## Records
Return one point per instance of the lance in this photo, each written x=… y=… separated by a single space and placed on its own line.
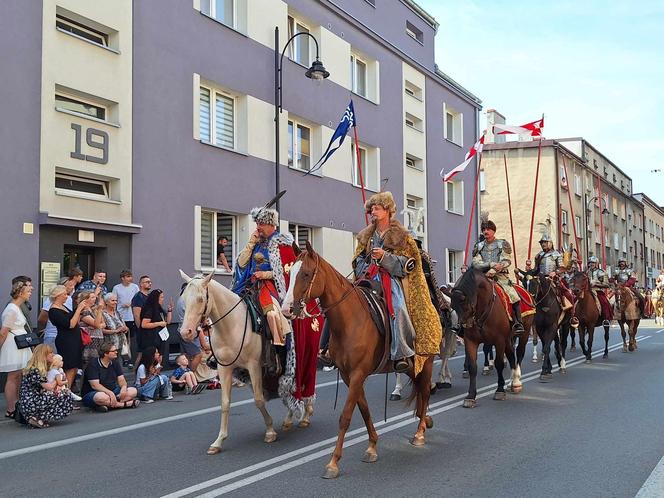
x=509 y=205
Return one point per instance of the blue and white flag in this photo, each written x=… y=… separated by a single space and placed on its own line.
x=347 y=120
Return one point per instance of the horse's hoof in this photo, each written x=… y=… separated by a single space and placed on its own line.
x=330 y=473
x=417 y=440
x=469 y=403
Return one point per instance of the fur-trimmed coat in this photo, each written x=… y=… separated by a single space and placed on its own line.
x=423 y=315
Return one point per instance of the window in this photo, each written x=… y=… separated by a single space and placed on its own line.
x=299 y=47
x=370 y=167
x=414 y=32
x=299 y=146
x=452 y=125
x=80 y=107
x=301 y=234
x=217 y=118
x=221 y=10
x=414 y=162
x=80 y=30
x=454 y=197
x=213 y=226
x=454 y=262
x=414 y=216
x=84 y=187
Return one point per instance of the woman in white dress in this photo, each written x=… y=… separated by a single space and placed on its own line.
x=12 y=359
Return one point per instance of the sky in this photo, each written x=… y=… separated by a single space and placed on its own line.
x=594 y=68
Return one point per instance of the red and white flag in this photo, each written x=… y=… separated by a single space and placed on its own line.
x=474 y=150
x=534 y=129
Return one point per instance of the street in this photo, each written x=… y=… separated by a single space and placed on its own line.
x=595 y=431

## Directions
An exact copy of every entry above is required, without the pictures.

## Response to this task
Return one point per instance of the lance in this photo, each written x=… y=… separated by a single space and placed on its own line.
x=509 y=205
Return one point per instance of the blue and white flag in this photo, each written x=… y=… separated by a single space and placed on its own line.
x=347 y=120
Return one point per instance of the horse's hoof in this photo, each written x=… y=… separated by a single space and placed on its own line.
x=330 y=473
x=417 y=440
x=469 y=403
Return one point per instance of the fur-trimmed coat in this photo, each written x=… y=… separated by a single space and placed on its own line.
x=423 y=315
Return one point per instance of the window in this photo, each written x=… y=… separated by a single space and placed on its own line.
x=299 y=47
x=370 y=167
x=414 y=32
x=299 y=146
x=452 y=125
x=80 y=107
x=301 y=234
x=217 y=118
x=221 y=10
x=414 y=162
x=80 y=30
x=454 y=197
x=213 y=226
x=454 y=262
x=414 y=216
x=84 y=187
Return one point per instance of the woman in white dress in this photo, each written x=… y=… separated by a single space and placed on its own line.
x=12 y=359
Return one point per instance of the sky in this photo, each written x=… y=… separated by a single space and placed on its own line.
x=594 y=68
Return one point per instance of the red and white flag in this photo, each written x=… y=… separated by a single space and placed on its own line.
x=474 y=150
x=534 y=129
Return one point per instance of the street in this photo, each written x=… y=… separated by a single space and placed on its own line.
x=595 y=431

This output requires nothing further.